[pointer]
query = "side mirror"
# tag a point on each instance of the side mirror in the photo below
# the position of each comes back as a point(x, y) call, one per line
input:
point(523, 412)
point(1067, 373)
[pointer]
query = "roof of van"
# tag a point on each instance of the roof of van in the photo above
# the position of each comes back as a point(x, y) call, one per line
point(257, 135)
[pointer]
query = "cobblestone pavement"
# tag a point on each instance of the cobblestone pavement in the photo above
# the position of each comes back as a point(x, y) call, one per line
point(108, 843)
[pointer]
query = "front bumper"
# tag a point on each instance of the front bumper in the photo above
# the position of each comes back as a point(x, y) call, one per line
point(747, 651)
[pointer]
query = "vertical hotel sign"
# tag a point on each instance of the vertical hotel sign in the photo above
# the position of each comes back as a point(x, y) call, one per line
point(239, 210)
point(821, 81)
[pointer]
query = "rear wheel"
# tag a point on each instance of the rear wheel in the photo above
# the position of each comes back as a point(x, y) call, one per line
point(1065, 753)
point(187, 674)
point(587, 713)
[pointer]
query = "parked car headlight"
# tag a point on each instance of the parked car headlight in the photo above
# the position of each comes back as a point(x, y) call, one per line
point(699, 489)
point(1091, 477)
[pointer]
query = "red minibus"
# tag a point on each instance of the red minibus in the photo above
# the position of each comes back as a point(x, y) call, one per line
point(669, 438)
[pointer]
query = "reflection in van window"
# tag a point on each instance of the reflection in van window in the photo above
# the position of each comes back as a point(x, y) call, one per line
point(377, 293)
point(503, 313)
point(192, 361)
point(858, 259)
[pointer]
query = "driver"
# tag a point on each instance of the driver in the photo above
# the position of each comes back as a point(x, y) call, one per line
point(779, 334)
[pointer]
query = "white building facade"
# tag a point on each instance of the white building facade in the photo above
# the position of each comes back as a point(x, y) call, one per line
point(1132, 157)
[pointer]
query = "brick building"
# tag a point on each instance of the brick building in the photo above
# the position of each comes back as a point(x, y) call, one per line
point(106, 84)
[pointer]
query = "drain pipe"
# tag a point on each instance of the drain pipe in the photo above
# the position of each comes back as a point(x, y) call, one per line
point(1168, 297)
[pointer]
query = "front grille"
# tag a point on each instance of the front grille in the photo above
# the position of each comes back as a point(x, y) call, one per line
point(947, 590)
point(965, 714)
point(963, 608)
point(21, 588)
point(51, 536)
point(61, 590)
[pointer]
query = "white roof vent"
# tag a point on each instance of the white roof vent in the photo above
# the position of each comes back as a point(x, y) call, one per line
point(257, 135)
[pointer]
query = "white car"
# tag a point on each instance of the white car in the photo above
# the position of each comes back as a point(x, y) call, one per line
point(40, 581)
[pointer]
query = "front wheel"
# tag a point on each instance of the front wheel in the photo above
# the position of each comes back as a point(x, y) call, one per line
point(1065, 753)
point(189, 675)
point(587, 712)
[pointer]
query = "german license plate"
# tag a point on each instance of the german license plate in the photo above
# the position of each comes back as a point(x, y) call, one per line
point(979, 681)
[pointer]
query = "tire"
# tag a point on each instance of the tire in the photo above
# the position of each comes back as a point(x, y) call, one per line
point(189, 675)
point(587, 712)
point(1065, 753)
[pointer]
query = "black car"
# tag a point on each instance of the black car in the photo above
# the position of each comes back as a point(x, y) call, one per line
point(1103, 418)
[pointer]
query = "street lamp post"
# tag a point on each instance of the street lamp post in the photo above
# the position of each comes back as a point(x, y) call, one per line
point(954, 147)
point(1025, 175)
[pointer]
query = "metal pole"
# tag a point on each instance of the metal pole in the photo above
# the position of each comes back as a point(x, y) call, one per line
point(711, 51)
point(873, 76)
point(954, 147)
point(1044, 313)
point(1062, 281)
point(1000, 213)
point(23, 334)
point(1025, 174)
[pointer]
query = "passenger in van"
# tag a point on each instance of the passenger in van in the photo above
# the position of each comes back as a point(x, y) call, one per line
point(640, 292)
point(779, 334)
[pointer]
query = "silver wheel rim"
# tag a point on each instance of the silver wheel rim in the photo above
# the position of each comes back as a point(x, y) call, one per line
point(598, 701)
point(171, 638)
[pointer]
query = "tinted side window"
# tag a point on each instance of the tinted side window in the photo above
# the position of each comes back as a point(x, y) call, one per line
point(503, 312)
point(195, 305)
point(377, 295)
_____
- **WHAT YOU ARE ASKED TO DO**:
Restate the whole listing exactly.

- **FINISHED EXERCISE**:
[pointer]
query = "side mirror"
# tag a point on each instance of the side mirror in the photo below
# the position of each comes back as a point(x, y) call, one per line
input:
point(523, 412)
point(1067, 373)
[pointer]
query = "roof of van"
# tag a point on each instance of the roof of van in the photo above
# the position of each comes back as a point(x, y) call, one per line
point(257, 135)
[pointer]
query = "cobblestone pavement"
# tag a point on each instance of the cobblestone pavement in the photo above
# the position of each comes back as a point(x, y) call, one per line
point(108, 843)
[pointer]
query = "front bumper"
# tag a point on each instance of the front bumper in the photo above
# the position of each comes back as a point(x, y) call, one per line
point(747, 651)
[pointer]
query = "vertical hotel sign"
# tag a point on each instance of the vertical hotel sign in the photo above
# the position of each comes back as a point(x, y) call, one per line
point(239, 210)
point(821, 81)
[pointer]
query = "rear wheel"
# tag a point on each instance of the rear wheel in the photo above
# the position of each comes back as a point(x, y) call, one per line
point(1065, 753)
point(187, 674)
point(587, 713)
[pointer]
query = "parked car headlight"
# tag a point on each instance of the parked car headlight in the photo above
# the position of each comes back as a point(x, y) call, one per line
point(699, 489)
point(1091, 477)
[pointer]
query = "red minibus"
# tag a point on each instance of the red minibus in the photo above
# the position of each comes back as a point(x, y) call, one per line
point(669, 438)
[pointer]
query = "reflection in van window"
# tag a point on each instance of the reflection in van window in the photo above
# the position of each comes back as a point(x, y) call, one per line
point(377, 293)
point(503, 313)
point(192, 361)
point(858, 259)
[pointer]
query = "driver"
# tag a point on each instance of the driver in the photo above
# the position of each comes back as a point(x, y) call, one per line
point(779, 334)
[pointer]
query = "white building facade"
# tag a point on each instance of the white building facade in the photo above
# the position of each comes back as a point(x, y) call, one per line
point(1132, 157)
[pointer]
query = "brick building"
# tag a point on each instance of the brick building in the photo above
# the position of each comes back as a point(x, y) call, one per line
point(106, 84)
[pointer]
query = "drain pipe"
# tag a point on each instance of the drain pipe in the photo above
# the position of each comes back as a point(x, y) call, one per line
point(1168, 297)
[pointer]
query = "front grille"
# tag a point on each instance of the front grille in the photo above
# the position of each comes back as a point(x, y) call, one per line
point(947, 590)
point(965, 714)
point(963, 608)
point(21, 588)
point(51, 536)
point(61, 590)
[pointer]
query = "white roof vent"
# tag a point on each instance of the white roof vent in the photo above
# the position of each comes back as a point(x, y) call, one per line
point(257, 135)
[pointer]
query = "white car"
# tag a point on each instance of the white car in the photo above
# the position of each comes back as a point(x, y) call, one per line
point(40, 581)
[pointer]
query = "front wheel"
# tag a point on each instance of the front wheel in the photo above
# the position of each comes back as a point(x, y) call, one per line
point(1065, 753)
point(189, 675)
point(587, 712)
[pointer]
query = "german license plate"
# tag a point on each instance of the german license plate in the photo above
# the position of each comes back as a point(x, y) call, one per line
point(979, 681)
[pointer]
query = "tire"
# tag a point on each instance of the tire in the photo above
# the position of each comes back as a point(x, y) call, one per line
point(189, 675)
point(587, 712)
point(1065, 753)
[pointer]
query = "black car"
# tag a point on each instance of the black car in the photo above
# the position of each comes back as a point(x, y) call, one per line
point(1103, 418)
[pointer]
query = "street lamp post"
# tag a point on each instance of the street lamp post in the photo above
# the position of each comes back as a point(x, y) call, one per line
point(954, 147)
point(1025, 175)
[pointer]
query = "metal pole"
# tag a point on each instance of the metal pole in the photo above
# the position of each comes back as a point(x, y) call, one per line
point(711, 51)
point(873, 76)
point(954, 147)
point(1044, 313)
point(1062, 281)
point(1000, 213)
point(23, 334)
point(1025, 174)
[pointer]
query = "passenger in van"
# tag a point on each instance of the passenger in van in the photo above
# the position of each comes back as a point(x, y) call, one per line
point(640, 292)
point(779, 334)
[pointer]
query = "silver wheel rim"
# tag a point on each instance of the silver wheel rim in the photo above
# the position of each comes back as a point(x, y) call, one per line
point(598, 701)
point(171, 638)
[pointer]
query = "tinted side window"
# tag a point on each instance of the tinted side window in the photo above
# the position of each comes back as a point(x, y) call, one per line
point(503, 312)
point(195, 305)
point(377, 295)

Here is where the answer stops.